EXTRACTO DE LA FUENTE ▸
• • •

Globalización e identidadesLas identidades han precedido sin duda a la globalización, pero sólo con ésta se ha producido su eclosión a una escala previamente desconocida. Identidad es el proceso por el cual los actores sociales constituyen el sentido de su acción atendiendo a un atributo o a un conjunto de atributos culturales a los que se da prioridad sobre otras posibles fuentes de sentido de la acción. Hoy, por doquier, las identidades religiosas, nacionales, territoriales, étnicas y de género, resultan principios fundamentales de autodefinición y principios básicos de organización social, seguridad personal y movilización política (Barber).
Vivimos en tiempos de un capitalismo informacional desregulado y competitivo que desborda las capacidades de los Estados (Castells). Éstos se encuentran cada vez con mayores dificultades para ofrecer a la gente proyectos creíbles (en tanto que estén bajo el control de los propios Estados) de convivencia y bienestar. La globalización ha revalorizado también la dimensión local pues sólo en ella se encuentra la respuesta a muchos de los desafíos del empleo, la productividad y la lucha contra la pobreza.
Este proceso de pérdida de crédito del Estado como agente principal del desarrollo se ha dado con especial intensidad en América Latina. A lo largo del siglo XX el principio identitario dominante en todos nuestros países fue la identidad nacional asimilada y confundida con el proyecto de desarrollo protagonizado prioritaria sino exclusivamente por el Estado. En América Latina la nación no preexistía al Estado sino que era éste quien tenía que construir a la nación mediante el éxito a largo plazo de sus proyectos desarrollistas. En Bolivia la revolución de 1952 encarnó a la vez el proyecto de desarrollo y el de nacionalización.

• • •

EJERCICIOS ▸
a - Responde estas preguntas a partir del texto sobre globalización e identidades:
(i) ¿Qué desborda las capacidades de los Estados?
(ii) ¿Qué principio identitario fue el dominante en los países de América Latina a lo largo del siglo XX?
(iii) ¿Qué encarnó a la vez la revolución de 1952 en Bolivia?
b - Reproduce sin cambios el fragmento del texto sobre globalización e identidades que empieza en "Globalización e identidadesLas" y termina en "movilización política (Barber).".
c - Retoma el texto sobre globalización e identidades y continúalo desde el punto en que termina.
Los datos que siguen son un material independiente del texto.

DATOS MOSTRADOS ▸
• • •

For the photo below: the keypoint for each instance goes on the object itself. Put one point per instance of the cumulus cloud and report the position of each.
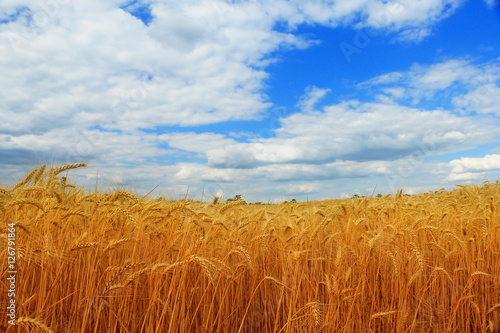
(90, 80)
(442, 80)
(473, 168)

• • •

RESULTADOS POR TAREA ▸
a -
(i) Un capitalismo informacional desregulado y competitivo.
(ii) La identidad nacional, asimilada y confundida con el proyecto de desarrollo protagonizado prioritaria sino exclusivamente por el Estado.
(iii) El proyecto de desarrollo y el de nacionalización.

b -
Globalización e identidadesLas identidades han precedido sin duda a la globalización, pero sólo con ésta se ha producido su eclosión a una escala previamente desconocida. Identidad es el proceso por el cual los actores sociales constituyen el sentido de su acción atendiendo a un atributo o a un conjunto de atributos culturales a los que se da prioridad sobre otras posibles fuentes de sentido de la acción. Hoy, por doquier, las identidades religiosas, nacionales, territoriales, étnicas y de género, resultan principios fundamentales de autodefinición y principios básicos de organización social, seguridad personal y movilización política (Barber).

c -
El fracaso del modelo cepalino de desarrollo coincidió históricamente con el inicio de la globalización. Para enfrentar la crisis, los Estados latinoamericanos tuvieron que asumir el rol de modernizadores en un contexto de globalización. Desprestigiado el conocimiento autóctono, de acuerdo con el saber convencional de las instituciones financieras internacionales, se procedió a disminuir al Estado y a traspasar al sector privado –ya bajo hegemonía transnacional- gran parte de las responsabilidades públicas, sin que los Estados dispusieran de las necesarias capacidades institucionales reguladoras y de control. De este modo el Estado nacional-popular se fue convirtiendo en el Estado neo-liberal. Paralelamente, se fueron deshaciendo las alianzas históricas entre los trabajadores organizados, las clases medias profesionales y burocráticas y los grupos económicos internos sobre las que se habían apoyado los propios Estados y sus proyectos nacional-populares de desarrollo.
Mientras duró la credibilidad del proyecto de desarrollo del Estado nacional-popular la identidad nacional fue el principio dominante de cohesión social. Cuando, en respuesta a la crisis estructural de los 80, algunos Estados latinoamericanos se hicieron neoliberales, la identidad nacional duró lo que la credibilidad del proyecto neoliberal de desarrollo. Mientras éste produjo resultados para el conjunto de la población, aunque fuera en un contexto de gran desigualdad y corrupción, los Zedillo, Menem, Salinas, Sánchez de Lozada, Fujimori y hasta Cardoso ganaron elecciones. Pero cuando se deterioraron las condiciones sociales se produjo no sólo una crisis económica sino del sistema político, de la identidad nacional y del propio Estado.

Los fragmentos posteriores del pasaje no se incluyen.